Lay out as a numbered list the lines beginning with the line that contains "Each instance of the green grass" and continuing through the line that contains "Each instance of the handrail", leaving out any blank lines.

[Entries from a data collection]
—————

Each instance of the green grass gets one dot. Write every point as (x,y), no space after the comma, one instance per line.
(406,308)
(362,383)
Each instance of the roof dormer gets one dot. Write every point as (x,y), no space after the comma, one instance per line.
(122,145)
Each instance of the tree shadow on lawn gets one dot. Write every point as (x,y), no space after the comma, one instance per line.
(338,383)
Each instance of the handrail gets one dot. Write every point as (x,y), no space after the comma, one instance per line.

—————

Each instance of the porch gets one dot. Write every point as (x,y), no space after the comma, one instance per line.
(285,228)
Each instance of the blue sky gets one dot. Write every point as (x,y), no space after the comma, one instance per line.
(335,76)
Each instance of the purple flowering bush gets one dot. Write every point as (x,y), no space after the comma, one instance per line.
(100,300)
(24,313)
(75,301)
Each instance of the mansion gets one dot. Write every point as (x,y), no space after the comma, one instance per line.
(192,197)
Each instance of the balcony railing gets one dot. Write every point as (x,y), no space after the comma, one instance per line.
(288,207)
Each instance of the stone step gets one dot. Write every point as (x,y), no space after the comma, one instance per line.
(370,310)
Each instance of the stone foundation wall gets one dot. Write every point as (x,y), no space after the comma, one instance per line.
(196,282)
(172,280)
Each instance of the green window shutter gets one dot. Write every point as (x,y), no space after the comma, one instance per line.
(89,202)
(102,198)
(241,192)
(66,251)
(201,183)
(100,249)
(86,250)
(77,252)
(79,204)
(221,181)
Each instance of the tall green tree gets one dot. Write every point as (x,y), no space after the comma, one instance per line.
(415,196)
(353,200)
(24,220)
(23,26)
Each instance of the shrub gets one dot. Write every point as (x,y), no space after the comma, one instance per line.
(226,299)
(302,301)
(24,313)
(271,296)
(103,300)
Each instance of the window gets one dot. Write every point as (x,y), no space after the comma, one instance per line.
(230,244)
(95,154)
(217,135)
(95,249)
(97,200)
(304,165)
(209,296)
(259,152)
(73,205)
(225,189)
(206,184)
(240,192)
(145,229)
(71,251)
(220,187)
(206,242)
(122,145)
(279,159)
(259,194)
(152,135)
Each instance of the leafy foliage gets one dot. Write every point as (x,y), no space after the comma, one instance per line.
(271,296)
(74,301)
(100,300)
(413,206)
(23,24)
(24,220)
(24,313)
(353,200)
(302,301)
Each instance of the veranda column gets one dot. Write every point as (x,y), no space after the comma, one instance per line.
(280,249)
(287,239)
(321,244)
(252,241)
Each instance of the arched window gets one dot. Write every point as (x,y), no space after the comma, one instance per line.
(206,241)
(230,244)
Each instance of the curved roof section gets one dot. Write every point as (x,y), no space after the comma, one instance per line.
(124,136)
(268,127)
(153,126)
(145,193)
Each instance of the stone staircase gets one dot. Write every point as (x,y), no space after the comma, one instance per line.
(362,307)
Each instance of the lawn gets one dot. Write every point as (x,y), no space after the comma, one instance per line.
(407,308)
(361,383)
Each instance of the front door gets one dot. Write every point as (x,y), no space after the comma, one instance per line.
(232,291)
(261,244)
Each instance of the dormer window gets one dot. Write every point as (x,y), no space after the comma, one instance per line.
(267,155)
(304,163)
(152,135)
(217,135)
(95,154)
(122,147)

—————

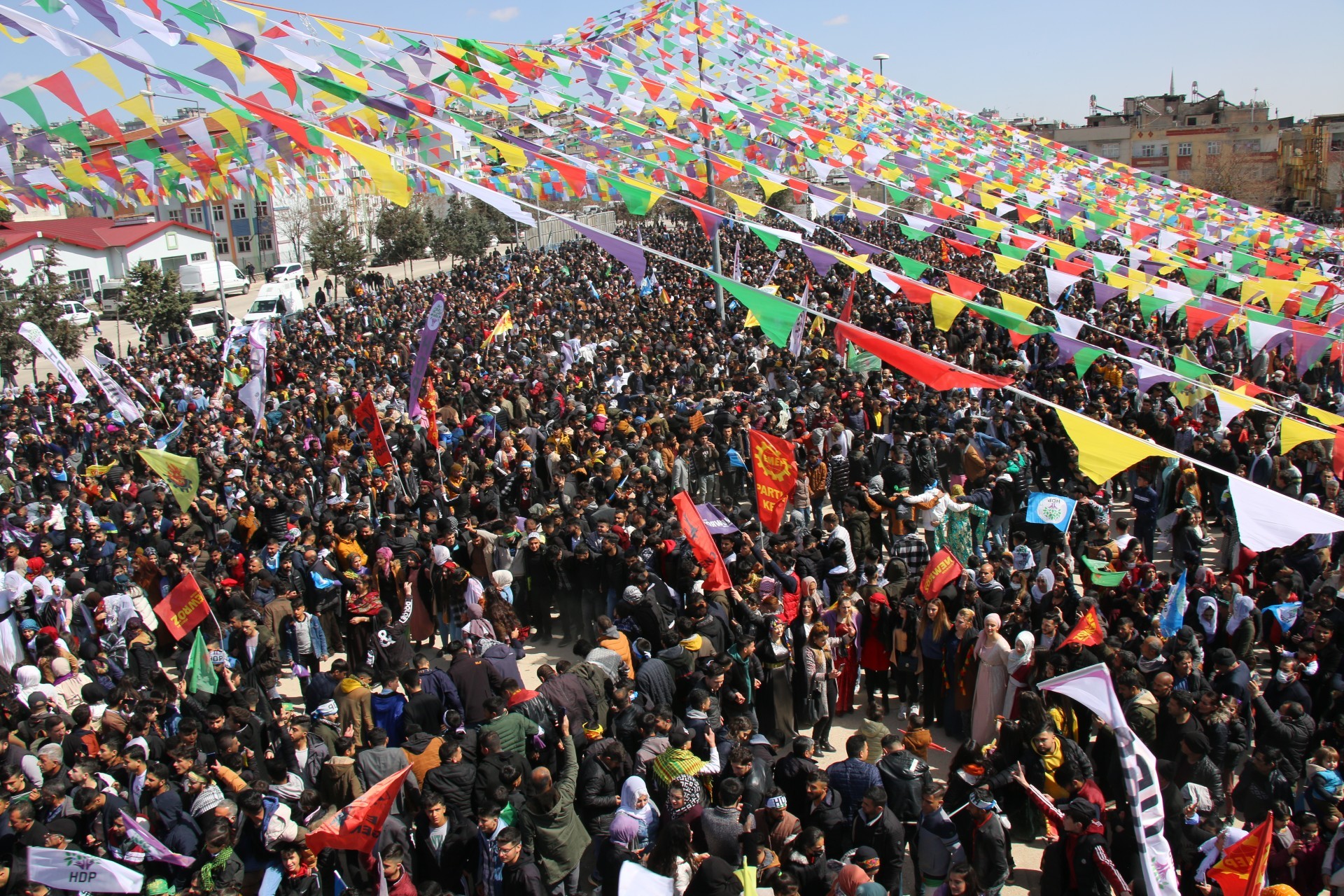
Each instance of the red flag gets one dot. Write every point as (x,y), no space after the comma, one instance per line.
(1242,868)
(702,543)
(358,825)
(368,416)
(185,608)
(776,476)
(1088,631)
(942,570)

—————

RESULT FOR THIS EXERCISE:
1. Each instance of the green grass gets one dot. Write every point as (x,y), no space after the comma, one instance per line.
2. (406,308)
3. (362,383)
4. Each instance of the roof dormer gets one dot. Write every point as (x,y), no space after the comma, one instance per line.
5. (122,145)
6. Each instance of the tree shadow on lawn gets one dot. Write every point as (x,y), no space after the comma, one instance per line.
7. (338,383)
8. Each instance of the handrail gets one dot. Write every point as (x,y), no space after the comma, one instance per line.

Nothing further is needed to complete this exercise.